Document segment |
####################
# Shared View?



## dandoshan (Jul 15, 2006)

Curious if someone can explain the purpose or usefullness of shared view. Where in single mode you can watch the same program on both TV 1 and TV 2. Of what benefit would this be? What would be the reason or purpose to want to use shared view? Why not just be in dual mode where you can watch the same program on both TV's but also watch separate programs.


----------



## jclewter79 (Jan 8, 2008)

Well, if you are in single mode you can also watch two separate show on the PIP if you want to. I don't think that their would be too much advantage to watching the same show on both screens of the PIP but, you could if you wanted to, you could also watch two different shows if you wanted to.


----------



## mcss1985 (Dec 6, 2007)

dandoshan said:


> Curious if someone can explain the purpose or usefullness of shared view. Where in single mode you can watch the same program on both TV 1 and TV 2. Of what benefit would this be? What would be the reason or purpose to want to use shared view? Why not just be in dual mode where you can watch the same program on both TV's but also watch separate programs.


There are many reasons why one would want to use single mode. For example I live by myself and never need to have two different programs on two different TVs so I stay in single mode so when its time to goto bed I pause the HDTV in living room and walk to bedroom and hit play on SDTV and goto sleep. I would image there are numerous other situations where this would be advantageous as well i.e. a married couple who always got bed together (yes this still exists somewhere) or work different shifts and never watch TV at the same time.
####################
Provided material |
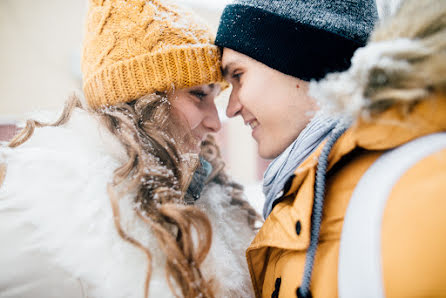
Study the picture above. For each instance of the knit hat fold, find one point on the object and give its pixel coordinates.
(134, 47)
(304, 39)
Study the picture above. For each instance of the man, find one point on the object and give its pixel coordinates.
(272, 49)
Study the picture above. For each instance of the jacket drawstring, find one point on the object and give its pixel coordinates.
(318, 205)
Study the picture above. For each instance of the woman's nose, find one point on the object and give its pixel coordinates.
(212, 121)
(234, 106)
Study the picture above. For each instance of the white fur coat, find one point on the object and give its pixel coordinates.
(57, 233)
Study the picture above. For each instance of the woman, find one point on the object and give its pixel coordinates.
(104, 202)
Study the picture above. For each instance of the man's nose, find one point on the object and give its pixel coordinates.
(234, 106)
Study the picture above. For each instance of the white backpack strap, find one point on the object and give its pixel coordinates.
(359, 270)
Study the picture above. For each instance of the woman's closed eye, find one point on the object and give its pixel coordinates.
(236, 75)
(198, 94)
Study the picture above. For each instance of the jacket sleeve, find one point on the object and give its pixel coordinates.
(28, 273)
(413, 232)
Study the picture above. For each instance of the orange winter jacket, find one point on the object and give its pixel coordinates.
(414, 222)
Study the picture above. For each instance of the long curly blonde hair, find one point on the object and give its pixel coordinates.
(159, 173)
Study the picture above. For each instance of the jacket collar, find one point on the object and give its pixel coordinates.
(390, 129)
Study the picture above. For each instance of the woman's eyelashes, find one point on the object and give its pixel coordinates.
(236, 75)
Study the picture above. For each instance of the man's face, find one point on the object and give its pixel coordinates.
(276, 106)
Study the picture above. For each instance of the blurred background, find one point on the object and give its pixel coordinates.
(40, 47)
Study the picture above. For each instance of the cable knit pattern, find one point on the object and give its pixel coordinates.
(135, 47)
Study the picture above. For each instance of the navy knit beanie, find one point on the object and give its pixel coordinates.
(303, 38)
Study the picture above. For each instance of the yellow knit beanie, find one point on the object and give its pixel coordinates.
(136, 47)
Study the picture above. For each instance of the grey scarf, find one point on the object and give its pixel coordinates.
(283, 166)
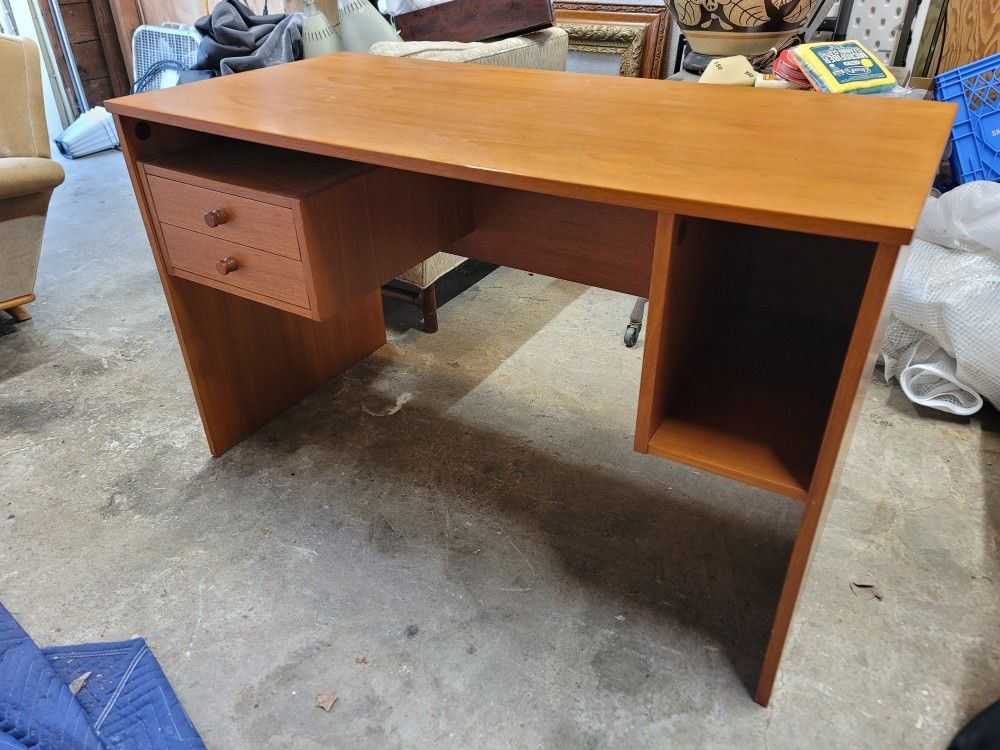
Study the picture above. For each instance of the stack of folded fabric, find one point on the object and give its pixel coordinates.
(92, 697)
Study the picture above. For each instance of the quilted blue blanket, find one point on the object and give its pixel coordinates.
(123, 698)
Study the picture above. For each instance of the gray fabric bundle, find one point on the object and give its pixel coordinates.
(236, 39)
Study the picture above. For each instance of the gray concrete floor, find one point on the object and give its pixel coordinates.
(489, 566)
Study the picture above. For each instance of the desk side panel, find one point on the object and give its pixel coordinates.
(247, 362)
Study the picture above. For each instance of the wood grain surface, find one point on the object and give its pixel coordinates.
(972, 33)
(817, 163)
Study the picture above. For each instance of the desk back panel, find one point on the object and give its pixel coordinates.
(597, 244)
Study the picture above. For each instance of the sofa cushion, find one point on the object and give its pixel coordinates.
(24, 175)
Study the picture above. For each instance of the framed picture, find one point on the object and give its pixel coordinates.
(615, 38)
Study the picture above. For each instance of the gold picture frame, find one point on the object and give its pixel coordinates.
(636, 33)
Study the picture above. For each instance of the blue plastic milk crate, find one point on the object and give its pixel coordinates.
(975, 136)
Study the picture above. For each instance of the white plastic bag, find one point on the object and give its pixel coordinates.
(943, 342)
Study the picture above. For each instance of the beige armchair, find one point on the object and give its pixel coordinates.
(27, 174)
(545, 50)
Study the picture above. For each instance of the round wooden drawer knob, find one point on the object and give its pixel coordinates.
(227, 265)
(216, 217)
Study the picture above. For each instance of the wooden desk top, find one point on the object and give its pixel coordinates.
(848, 166)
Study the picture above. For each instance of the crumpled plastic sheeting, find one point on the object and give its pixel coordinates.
(943, 341)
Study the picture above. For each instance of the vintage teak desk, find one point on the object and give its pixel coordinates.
(764, 226)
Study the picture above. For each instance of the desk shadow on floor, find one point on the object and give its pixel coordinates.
(671, 550)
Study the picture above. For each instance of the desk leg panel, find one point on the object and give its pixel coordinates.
(872, 318)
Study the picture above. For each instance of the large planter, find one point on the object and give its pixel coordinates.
(739, 27)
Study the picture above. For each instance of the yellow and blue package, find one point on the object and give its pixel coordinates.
(843, 68)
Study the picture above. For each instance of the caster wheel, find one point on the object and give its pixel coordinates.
(631, 335)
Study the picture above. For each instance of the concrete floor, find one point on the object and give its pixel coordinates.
(491, 565)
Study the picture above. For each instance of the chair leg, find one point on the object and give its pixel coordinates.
(428, 304)
(19, 313)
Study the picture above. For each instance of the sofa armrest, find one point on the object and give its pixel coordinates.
(24, 175)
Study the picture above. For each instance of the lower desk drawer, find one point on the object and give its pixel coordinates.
(238, 269)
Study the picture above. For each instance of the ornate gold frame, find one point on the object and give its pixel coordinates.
(626, 41)
(636, 32)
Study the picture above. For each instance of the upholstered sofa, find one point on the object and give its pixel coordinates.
(27, 174)
(546, 50)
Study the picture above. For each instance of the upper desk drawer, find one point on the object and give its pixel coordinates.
(227, 217)
(341, 228)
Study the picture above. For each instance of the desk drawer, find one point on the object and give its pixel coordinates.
(238, 269)
(245, 221)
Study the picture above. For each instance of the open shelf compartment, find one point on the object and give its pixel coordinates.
(741, 369)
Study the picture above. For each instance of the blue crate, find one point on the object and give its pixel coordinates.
(975, 136)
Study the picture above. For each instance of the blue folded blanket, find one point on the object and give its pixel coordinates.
(125, 702)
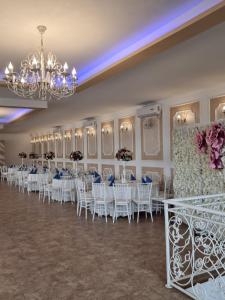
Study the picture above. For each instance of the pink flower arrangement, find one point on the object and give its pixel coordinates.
(213, 140)
(200, 140)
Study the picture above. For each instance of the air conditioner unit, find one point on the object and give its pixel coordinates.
(90, 124)
(149, 110)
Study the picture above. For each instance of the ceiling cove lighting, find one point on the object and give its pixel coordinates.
(8, 115)
(149, 35)
(41, 77)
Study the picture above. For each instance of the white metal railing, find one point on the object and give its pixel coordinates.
(195, 246)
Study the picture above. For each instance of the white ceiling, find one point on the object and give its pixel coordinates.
(83, 31)
(80, 31)
(194, 67)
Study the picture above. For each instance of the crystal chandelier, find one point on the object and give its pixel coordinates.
(41, 77)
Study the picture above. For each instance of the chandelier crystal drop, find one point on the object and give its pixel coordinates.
(41, 76)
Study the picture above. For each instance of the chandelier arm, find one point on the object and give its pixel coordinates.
(41, 77)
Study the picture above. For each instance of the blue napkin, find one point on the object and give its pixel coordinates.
(148, 179)
(112, 181)
(132, 177)
(143, 180)
(96, 174)
(57, 176)
(98, 179)
(110, 178)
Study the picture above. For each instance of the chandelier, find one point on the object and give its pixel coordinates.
(41, 77)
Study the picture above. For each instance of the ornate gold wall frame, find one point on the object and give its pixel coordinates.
(92, 167)
(216, 107)
(127, 134)
(79, 139)
(107, 140)
(152, 138)
(92, 146)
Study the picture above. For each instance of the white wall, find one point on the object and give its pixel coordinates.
(14, 144)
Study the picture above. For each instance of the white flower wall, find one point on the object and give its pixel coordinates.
(192, 174)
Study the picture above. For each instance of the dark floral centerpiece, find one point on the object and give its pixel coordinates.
(33, 156)
(124, 155)
(76, 156)
(212, 141)
(23, 156)
(49, 155)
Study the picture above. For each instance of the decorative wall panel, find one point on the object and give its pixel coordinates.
(79, 140)
(68, 143)
(59, 147)
(2, 153)
(108, 170)
(69, 165)
(217, 109)
(127, 134)
(59, 165)
(38, 148)
(91, 144)
(129, 170)
(156, 174)
(44, 147)
(107, 140)
(92, 167)
(51, 146)
(152, 138)
(52, 164)
(184, 111)
(80, 167)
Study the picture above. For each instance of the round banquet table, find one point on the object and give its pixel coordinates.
(110, 198)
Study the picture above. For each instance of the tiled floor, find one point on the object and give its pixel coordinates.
(47, 252)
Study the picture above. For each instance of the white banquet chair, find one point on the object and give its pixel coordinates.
(85, 199)
(32, 183)
(100, 200)
(163, 195)
(122, 197)
(144, 201)
(67, 187)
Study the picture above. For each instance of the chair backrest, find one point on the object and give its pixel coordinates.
(32, 177)
(80, 187)
(122, 192)
(98, 190)
(167, 187)
(144, 191)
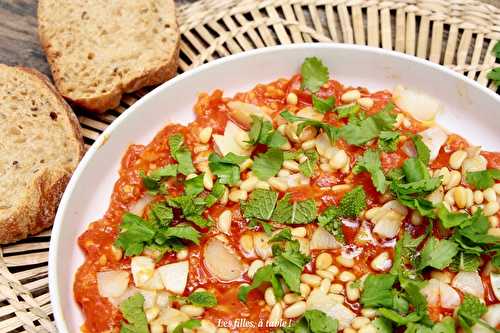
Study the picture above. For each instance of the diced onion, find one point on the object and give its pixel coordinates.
(112, 283)
(421, 106)
(323, 240)
(469, 283)
(222, 262)
(174, 276)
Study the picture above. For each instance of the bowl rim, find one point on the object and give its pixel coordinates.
(70, 188)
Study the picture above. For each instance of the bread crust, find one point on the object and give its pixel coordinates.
(111, 99)
(37, 213)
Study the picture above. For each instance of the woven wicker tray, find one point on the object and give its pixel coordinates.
(459, 34)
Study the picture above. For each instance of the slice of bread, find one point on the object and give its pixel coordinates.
(40, 146)
(98, 50)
####################
Exercise details |
Using the forum thread on shared view, decide whether each statement agrees with it. Answer yes or no for each, and quote the deciding words.
1. One reply says that in single mode you can also watch two separate shows on the PIP.
2. The writer who lives alone says they often need two different programs on two different TVs.
3. That same writer pauses the living room HDTV and then hits play on the SDTV in the bedroom.

Solution to this task |
1. Yes: "if you are in single mode you can also watch two separate show on the PIP if you want to"
2. No: "never need to have two different programs on two different TVs"
3. Yes: "I pause the HDTV in living room and walk to bedroom and hit play on SDTV"